■ **The problem**
Scan the data below and work out how many of its lines contain the word "green". Give only that number.

■ **Information shown**
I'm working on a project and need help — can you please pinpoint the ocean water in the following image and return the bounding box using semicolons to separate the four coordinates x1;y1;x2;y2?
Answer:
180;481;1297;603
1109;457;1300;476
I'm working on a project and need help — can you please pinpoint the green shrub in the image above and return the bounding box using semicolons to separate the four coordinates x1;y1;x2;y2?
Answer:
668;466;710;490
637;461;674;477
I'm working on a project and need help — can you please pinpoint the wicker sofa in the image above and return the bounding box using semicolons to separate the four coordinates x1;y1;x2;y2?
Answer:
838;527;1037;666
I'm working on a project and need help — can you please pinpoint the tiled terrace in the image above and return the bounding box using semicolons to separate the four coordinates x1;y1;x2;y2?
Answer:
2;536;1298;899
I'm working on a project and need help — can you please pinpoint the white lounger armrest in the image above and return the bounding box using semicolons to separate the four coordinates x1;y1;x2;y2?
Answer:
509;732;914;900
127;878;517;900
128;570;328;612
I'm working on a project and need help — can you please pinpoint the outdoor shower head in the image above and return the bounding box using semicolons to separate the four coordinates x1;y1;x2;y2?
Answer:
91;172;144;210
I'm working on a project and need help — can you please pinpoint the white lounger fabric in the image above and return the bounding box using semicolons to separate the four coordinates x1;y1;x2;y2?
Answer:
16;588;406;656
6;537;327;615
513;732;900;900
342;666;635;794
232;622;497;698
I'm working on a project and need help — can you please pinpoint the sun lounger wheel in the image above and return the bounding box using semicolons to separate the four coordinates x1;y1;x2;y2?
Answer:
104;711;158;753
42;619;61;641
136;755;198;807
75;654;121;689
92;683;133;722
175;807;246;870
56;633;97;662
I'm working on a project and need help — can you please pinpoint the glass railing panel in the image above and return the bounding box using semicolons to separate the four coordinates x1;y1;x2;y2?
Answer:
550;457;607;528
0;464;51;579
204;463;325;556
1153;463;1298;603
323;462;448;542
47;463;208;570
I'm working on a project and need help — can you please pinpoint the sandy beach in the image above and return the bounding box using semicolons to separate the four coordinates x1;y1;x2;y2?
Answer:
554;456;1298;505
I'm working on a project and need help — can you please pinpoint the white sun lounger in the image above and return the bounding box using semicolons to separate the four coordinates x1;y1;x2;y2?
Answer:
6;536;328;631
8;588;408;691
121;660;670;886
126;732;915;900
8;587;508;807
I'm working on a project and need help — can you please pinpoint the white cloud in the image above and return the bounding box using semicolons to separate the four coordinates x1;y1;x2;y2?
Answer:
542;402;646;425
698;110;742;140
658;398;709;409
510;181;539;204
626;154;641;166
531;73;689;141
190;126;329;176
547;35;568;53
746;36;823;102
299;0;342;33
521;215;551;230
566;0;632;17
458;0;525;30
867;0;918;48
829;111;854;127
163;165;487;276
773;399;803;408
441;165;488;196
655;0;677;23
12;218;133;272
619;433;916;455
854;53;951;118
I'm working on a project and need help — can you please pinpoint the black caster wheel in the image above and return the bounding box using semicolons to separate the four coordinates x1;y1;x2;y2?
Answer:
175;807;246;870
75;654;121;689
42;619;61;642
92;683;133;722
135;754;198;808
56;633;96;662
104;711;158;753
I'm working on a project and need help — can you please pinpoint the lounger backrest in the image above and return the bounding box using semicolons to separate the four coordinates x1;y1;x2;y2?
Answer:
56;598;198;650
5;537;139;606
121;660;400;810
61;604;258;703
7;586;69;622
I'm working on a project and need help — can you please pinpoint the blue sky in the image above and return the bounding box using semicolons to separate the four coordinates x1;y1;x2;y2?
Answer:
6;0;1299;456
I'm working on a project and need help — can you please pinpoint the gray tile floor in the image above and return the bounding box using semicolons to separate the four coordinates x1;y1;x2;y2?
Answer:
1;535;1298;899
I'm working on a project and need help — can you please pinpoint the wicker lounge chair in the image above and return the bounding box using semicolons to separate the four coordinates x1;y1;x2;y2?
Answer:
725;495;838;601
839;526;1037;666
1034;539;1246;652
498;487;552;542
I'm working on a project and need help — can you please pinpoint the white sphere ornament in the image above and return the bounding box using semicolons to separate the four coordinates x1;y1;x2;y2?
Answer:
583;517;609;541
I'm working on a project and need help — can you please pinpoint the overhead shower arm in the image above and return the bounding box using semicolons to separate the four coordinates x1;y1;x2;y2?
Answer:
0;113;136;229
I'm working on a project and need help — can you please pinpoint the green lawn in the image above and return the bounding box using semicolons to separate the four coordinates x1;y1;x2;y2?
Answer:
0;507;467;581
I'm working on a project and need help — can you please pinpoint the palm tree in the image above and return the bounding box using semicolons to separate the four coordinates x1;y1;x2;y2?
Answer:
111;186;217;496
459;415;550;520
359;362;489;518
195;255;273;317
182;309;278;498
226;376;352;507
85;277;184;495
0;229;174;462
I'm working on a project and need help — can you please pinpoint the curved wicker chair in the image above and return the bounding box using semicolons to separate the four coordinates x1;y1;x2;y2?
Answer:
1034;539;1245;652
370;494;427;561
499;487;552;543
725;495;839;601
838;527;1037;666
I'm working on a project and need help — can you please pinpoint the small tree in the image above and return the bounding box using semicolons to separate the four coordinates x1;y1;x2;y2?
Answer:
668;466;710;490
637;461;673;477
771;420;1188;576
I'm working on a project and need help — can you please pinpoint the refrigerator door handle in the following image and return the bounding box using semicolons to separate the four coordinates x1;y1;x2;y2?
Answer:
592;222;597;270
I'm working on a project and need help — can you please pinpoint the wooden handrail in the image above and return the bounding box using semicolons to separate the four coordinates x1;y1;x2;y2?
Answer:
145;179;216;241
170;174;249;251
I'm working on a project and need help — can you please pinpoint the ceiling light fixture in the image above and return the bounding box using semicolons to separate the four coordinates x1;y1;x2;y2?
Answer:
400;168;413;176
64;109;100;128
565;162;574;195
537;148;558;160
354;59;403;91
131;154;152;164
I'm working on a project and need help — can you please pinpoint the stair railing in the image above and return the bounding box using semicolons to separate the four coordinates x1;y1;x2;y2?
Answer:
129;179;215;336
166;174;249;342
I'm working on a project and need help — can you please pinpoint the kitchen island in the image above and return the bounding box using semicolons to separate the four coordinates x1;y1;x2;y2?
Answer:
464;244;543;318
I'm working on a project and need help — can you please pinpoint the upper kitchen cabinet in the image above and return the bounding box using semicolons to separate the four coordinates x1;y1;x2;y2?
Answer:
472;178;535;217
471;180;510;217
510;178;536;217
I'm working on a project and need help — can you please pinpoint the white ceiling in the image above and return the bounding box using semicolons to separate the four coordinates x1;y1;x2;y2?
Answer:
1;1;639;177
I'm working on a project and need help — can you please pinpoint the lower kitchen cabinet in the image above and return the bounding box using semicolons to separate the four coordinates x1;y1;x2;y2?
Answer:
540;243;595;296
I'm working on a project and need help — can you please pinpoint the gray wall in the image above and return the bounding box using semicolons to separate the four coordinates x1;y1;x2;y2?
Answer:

■ **Finished exercise**
2